Question brève
D'après le procès-verbal d'audience, à quelle date la Cour supérieure a-t-elle rendu le jugement porté en appel ?

Extrait fourni
------------------------------------------------------------
PROCÈS-VERBAL D'AUDIENCE

 

 

DATE:

 30 MARS 2011

 

CORAM:  LES HONORABLES

ANDRÉ FORGET, J.C.A.

MARIE-FRANCE BICH, J.C.A.

NICHOLAS KASIRER, J.C.A.

 

APPELANT(ES) INTIMÉES INCIDENTES

AVOCAT(S)

176283 CANADA INC.

              ET

2316-9147 QUÉBEC INC.

Me Richard Dufour

DUFOUR MOTTET

 

 

INTIMÉ(ES) APPELANTE INCIDENTE

AVOCAT(S)

DORIS ST-GERMAIN

Me Guy Paquette

Me Vanessa O'Connell Chrétien

PAQUETTE GADLER INC.

 

MIS EN CAUSE

AVOCAT(S)

NORMAND ST-GERMAIN

RICHARD ST-GERMAIN

LES PROMOTIONS NORMAND ST-GERMAIN INC.

Me Yves Robillard

Me Antoine Brosseau-Wery

MILLER THOMSON POULIOT

 

MISES EN CAUSE

AVOCAT(S)

SUZANNE ST-GERMAIN

 

 

CENTRE DU GOLF U.F.O. INC.

 

 

En appel d'un jugement rendu le 18 octobre 2010 par l'honorable Chantal Corriveau de la Cour supérieure, district de Montréal.

 

NATURE DE L'APPEL:

ORDONNANCE DE SAUVEGARDE

 

Greffier: MARC LEBLANC 

Salle: PIERRE-BASILE-MIGNAULT

 


 

 

AUDITION

 

 

Dossier continué du 25 mars 2011.

Arrêt rendu - voir page 4.

 

 

 

 

 

 

 

 

 

 

 

 

 

 

 

 

 

 

Marc Leblanc

Greffier

 


PAR LA COUR

 

 

ARRÊT

 

 

[1]          Le 10 septembre 2010, l'intimé intente contre les intimés une action en « oppression », invoquant tant l'article 241 de la Loi sur les sociétés canadiennes par actions[1] (la L.C.S.A.) que diverses dispositions du Code civil du Québec et du Code de procédure civile. C'est dans ce cadre qu'elle requiert la délivrance d'une série d'ordonnances « d'injonction provisoire de sauvegarde ». Cette demande est entendue le 21 septembre 2010, alors que les appelants n'ont pas encore, inutile de le dire, produit leurs défenses respectives.
------------------------------------------------------------
(Lignes sources)
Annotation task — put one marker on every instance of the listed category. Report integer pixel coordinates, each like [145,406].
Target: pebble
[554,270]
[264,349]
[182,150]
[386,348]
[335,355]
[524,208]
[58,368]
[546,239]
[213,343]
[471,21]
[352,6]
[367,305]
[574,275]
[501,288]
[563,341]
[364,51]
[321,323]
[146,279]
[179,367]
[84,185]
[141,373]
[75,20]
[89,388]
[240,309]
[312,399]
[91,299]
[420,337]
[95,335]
------------------------------------------------------------
Réponse attendue
Le jugement a été rendu le 18 octobre 2010.